● **Estratto della fonte**
┏━━
Gli uomini della Banda Gallo erano accusati di “collaborazionismo col tedesco invasore, di sevizie di torture e di uccisioni”

Il carcere dell’ex XXI° a La Spezia come si presentava dopo la Liberazione. È visibile il corridoio di accesso alla “stanza delle torture”. Fonte: I.S.R., Istituto spezzino per la Storia della Resistenza e dell’Età Contemporanea

Aurelio Gallo, nato nel 1900 a Raveo, in provincia di Udine, era una figura atipica nel fascismo spezzino. Fu autista prima di un imprenditore marittimo, poi dei Fasci Femminili, quindi del Vescovo della Diocesi di Luni, Costantini. Perse l’incarico per le sue continue molestie agli adolescenti: fu bollato come “pederasta”, oggi diremmo “pedofilo”. Fece poi l’autista per la Federazione Fascista e per il locale comando delle SS. Si era iscritto al Partito Nazionale Fascista relativamente tardi (nel 1933), rimanendo all’interno del partito locale una figura assolutamente secondaria. Dopo l’8 settembre 1943, pur non avendo nessun grado e incarico ufficiale, diventò però uno dei confidenti e dei collaboratori più fidati dei nazisti, favorito sia dalla sua conoscenza del tedesco sia dalla sua offerta di disponibilità per individuare e fare arrestare i partigiani spezzini. Diventò una spia dell’OVRA, la polizia segreta fascista, e i comandi tedeschi si fidarono sempre più di lui. La sua uniforme fuori ordinanza nera e senza nessuna insegna di grado -pantaloni alla cavallerizza, giaccone, stivali, berretto- diventò presto nota alla popolazione spezzina, dato che Gallo non solo partecipava ai rastrellamenti contro i partigiani, ma conduceva anche con ferocia e sadismo gli interrogatori dei prigionieri. Dalla sua rete di delatori raccoglieva notizie, spesso inventate, per arrestare e torturare anche persone innocenti.
Nella sentenza a suo carico si fa riferimento a “torture… praticate con raffinata, medievale barbarie”: percosse con bastoni, calci di pistola e fruste appesantite dal piombo, distorsione delle dita, asportazione delle unghie, applicazione di corrente elettrica ai genitali e altre sevizie.
Della famigerata banda Gallo facevano parte Emilio Battisti, trentino, Achille Morelli, di Fabiano, il migliarinese Matteo Guerra con la madre e la sorella, Aldo Capitani, anche lui di Migliarina [quartiere di La Spezia]. E don Rinaldo Stretti, che, come Guerra e Capitani, prima era stato vittima di Gallo, per poi diventare suo complice e a sua volta aguzzino.
┗━━
● **Voci estratte**
┏━━
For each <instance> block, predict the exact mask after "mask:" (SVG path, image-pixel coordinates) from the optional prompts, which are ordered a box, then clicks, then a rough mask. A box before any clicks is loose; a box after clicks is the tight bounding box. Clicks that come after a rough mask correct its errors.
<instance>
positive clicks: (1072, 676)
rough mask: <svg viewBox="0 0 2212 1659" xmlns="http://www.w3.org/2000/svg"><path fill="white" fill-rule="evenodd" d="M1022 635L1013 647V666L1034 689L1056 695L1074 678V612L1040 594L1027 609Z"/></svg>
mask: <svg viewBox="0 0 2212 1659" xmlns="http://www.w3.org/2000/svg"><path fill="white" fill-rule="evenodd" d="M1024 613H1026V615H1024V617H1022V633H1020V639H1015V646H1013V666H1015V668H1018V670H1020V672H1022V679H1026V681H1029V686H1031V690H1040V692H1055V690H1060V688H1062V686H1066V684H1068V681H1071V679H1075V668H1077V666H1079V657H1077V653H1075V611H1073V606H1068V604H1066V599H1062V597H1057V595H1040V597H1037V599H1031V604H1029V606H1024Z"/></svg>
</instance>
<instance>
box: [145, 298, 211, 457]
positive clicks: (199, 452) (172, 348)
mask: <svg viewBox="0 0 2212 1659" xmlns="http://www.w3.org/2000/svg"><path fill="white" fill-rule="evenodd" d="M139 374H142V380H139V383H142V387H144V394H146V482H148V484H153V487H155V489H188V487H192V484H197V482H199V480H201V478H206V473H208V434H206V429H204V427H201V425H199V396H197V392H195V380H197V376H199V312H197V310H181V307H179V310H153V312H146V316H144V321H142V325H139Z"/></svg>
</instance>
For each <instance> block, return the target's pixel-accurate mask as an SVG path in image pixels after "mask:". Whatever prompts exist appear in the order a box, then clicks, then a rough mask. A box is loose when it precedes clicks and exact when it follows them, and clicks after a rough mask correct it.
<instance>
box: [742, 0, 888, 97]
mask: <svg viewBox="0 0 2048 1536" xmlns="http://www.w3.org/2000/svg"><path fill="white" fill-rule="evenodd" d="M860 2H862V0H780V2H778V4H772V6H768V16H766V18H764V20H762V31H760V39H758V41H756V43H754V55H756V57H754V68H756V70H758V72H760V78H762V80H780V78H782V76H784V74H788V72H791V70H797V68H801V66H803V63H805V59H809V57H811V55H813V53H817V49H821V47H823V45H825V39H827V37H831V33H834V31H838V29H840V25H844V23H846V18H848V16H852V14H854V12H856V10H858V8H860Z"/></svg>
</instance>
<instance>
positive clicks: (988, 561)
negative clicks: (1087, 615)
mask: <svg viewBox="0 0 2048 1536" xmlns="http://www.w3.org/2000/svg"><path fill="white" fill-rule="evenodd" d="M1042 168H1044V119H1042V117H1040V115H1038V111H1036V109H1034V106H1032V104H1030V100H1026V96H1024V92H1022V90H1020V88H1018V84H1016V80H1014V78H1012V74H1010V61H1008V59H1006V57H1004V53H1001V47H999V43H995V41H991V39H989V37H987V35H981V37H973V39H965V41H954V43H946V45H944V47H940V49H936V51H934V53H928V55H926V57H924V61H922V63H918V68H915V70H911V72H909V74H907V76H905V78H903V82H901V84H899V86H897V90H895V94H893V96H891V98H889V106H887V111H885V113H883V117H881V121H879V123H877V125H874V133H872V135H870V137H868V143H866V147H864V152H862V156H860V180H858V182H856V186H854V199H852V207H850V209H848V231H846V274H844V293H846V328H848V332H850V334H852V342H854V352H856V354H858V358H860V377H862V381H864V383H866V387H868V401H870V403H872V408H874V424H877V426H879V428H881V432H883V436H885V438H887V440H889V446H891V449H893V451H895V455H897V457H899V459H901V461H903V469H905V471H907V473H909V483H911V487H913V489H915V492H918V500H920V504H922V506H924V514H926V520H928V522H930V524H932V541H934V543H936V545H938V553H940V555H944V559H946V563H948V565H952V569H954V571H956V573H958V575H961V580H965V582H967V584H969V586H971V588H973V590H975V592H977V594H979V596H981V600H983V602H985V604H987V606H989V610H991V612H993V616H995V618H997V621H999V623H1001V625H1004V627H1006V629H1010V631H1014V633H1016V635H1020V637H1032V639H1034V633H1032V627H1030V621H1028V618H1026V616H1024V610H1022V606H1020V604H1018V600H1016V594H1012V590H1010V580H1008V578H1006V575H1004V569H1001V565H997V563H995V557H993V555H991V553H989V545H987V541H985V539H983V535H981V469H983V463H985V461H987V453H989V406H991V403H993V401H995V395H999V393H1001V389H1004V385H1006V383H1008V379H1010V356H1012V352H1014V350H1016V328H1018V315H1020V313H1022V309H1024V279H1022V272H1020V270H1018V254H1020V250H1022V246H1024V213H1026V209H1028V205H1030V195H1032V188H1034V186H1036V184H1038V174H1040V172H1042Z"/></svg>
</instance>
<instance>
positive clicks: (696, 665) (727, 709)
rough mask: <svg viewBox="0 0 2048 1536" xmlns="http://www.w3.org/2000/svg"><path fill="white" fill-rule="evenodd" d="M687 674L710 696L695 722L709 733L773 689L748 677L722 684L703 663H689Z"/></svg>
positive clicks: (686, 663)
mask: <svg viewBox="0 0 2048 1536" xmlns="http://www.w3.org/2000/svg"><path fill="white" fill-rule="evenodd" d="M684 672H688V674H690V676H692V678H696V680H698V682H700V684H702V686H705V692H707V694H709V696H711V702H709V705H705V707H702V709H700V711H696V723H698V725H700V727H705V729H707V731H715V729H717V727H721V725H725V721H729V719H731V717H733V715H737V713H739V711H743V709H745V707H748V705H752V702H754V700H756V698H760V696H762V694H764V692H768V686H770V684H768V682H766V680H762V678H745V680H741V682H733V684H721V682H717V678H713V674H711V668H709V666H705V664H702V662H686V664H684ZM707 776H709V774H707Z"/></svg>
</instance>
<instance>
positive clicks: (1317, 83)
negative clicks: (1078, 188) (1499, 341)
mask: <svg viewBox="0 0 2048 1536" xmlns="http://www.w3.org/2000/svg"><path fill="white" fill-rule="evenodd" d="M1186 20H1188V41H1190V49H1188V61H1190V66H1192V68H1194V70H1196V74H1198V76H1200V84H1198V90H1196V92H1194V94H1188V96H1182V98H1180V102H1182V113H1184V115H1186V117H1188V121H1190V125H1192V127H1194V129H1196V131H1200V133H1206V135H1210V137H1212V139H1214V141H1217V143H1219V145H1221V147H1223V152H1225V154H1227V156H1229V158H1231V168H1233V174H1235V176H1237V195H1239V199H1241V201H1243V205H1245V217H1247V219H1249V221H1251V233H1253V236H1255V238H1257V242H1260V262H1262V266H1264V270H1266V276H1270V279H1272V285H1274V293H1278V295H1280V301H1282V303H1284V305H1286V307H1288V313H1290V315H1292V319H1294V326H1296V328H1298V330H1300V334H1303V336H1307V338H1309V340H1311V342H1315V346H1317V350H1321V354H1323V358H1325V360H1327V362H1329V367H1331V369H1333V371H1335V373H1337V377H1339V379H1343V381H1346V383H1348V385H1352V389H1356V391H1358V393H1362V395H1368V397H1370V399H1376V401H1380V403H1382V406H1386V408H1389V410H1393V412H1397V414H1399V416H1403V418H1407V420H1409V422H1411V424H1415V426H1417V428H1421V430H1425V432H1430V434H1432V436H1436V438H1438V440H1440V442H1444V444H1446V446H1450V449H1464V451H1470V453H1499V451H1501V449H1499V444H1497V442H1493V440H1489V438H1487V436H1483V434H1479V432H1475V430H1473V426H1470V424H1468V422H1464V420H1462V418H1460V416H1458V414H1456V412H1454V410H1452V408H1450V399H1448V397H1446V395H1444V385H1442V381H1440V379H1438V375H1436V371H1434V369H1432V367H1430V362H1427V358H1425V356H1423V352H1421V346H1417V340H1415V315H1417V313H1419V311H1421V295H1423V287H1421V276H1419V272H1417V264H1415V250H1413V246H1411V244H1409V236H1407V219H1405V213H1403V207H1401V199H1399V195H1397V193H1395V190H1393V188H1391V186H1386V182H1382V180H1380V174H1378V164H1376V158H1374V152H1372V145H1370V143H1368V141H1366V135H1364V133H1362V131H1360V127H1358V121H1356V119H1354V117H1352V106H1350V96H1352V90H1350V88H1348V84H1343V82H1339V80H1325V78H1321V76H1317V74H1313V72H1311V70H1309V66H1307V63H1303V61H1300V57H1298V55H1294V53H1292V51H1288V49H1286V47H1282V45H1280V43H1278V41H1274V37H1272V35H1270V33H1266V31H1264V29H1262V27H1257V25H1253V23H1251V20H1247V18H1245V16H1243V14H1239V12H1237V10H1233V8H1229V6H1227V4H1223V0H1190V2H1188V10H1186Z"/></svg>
┗━━
● **Usando le informazioni**
**1)** Rispondi a queste domande sul testo dedicato alla Banda Gallo:
(a) In che anno Aurelio Gallo si iscrisse al Partito Nazionale Fascista?
(b) Di quale polizia segreta diventò una spia?
(c) Quale membro della banda, come Guerra e Capitani, era stato prima vittima di Gallo?
**2)** Scrivi il seguito del testo sulla Banda Gallo, partendo dopo l'ultima frase riportata.

● **Risposte ai compiti**
**1)**
(a) Nel 1933.
(b) Dell'OVRA, la polizia segreta fascista.
(c) Don Rinaldo Stretti.

**2)**
Se ripercorriamo la storia della Resistenza nella IV Zona Operativa, in quasi tutte le uccisioni e i rastrellamenti Gallo e la sua banda furono protagonisti: a Calice il 30 dicembre 1943; a Chiusola il 5 aprile 1944, quando fu ucciso Piero Borrotzu; a Migliarina il 19 settembre 1944 nella casa di Isolina Boeri, che fu talmente torturata da perdere la ragione (finì la sua vita nel manicomio di Volterra); a Migliarina il 1° ottobre 1944, con l’arresto dei fratelli Ruggia, uno fucilato, l’altro deportato a Mauthausen, dove morì.
E poi il grande, terribile, rastrellamento a Migliarina del 21 e 22 novembre 1944, nel quale furono arrestate oltre 350 persone. Alcuni morirono durante gli interrogatori all’ex XXI Reggimento Fanteria e nel carcere di Marassi a Genova, altri si tolsero la vita. Anche a Marassi operò la banda Gallo. Circa 250 persone furono inviate a Bolzano e da lì verso i campi di sterminio in Germania. Solo la distruzione da parte degli Alleati della linea ferroviaria del Brennero il 25 febbraio 1945 impedì la deportazione in Germania di tutti i prigionieri spezzini. Tutta l’operazione avvenne con l’appoggio dei tedeschi, ma la sua esecuzione fu lasciata in buona parte ai fascisti; anzi, i tedeschi manifestarono qualche critica al carattere troppo violento e indiscriminato del rastrellamento.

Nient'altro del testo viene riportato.